WHAT THIS TASK INVOLVES: Pull out every one of the lines below, word for word, but leave the pictures out.
:::
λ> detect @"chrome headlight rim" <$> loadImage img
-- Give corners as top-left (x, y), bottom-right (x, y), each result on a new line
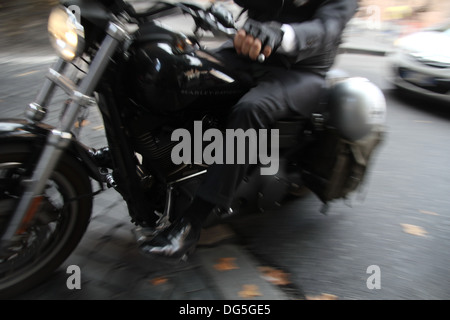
top-left (48, 5), bottom-right (85, 62)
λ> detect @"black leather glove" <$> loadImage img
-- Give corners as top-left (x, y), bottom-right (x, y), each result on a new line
top-left (242, 19), bottom-right (284, 53)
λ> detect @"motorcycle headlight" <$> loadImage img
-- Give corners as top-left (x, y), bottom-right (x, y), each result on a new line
top-left (48, 6), bottom-right (84, 61)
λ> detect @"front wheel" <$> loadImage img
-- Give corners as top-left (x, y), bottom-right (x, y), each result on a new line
:::
RESULT OF THIS EXERCISE:
λ> detect @"chrome headlight rim" <$> loadImage img
-- Give corners as top-left (x, y), bottom-right (x, y), each result on a new line
top-left (48, 5), bottom-right (85, 62)
λ> detect @"black leather glove" <$> loadImage img
-- Give corners as top-left (x, y), bottom-right (x, y), each result on a new line
top-left (242, 19), bottom-right (284, 53)
λ> detect @"motorcycle headlight" <$> loadImage img
-- Give corners as top-left (x, y), bottom-right (x, y), each result on a new line
top-left (48, 6), bottom-right (84, 61)
λ> detect @"front wheel" <$> loadImage img
-- Give corners as top-left (x, y), bottom-right (x, y), each result on a new line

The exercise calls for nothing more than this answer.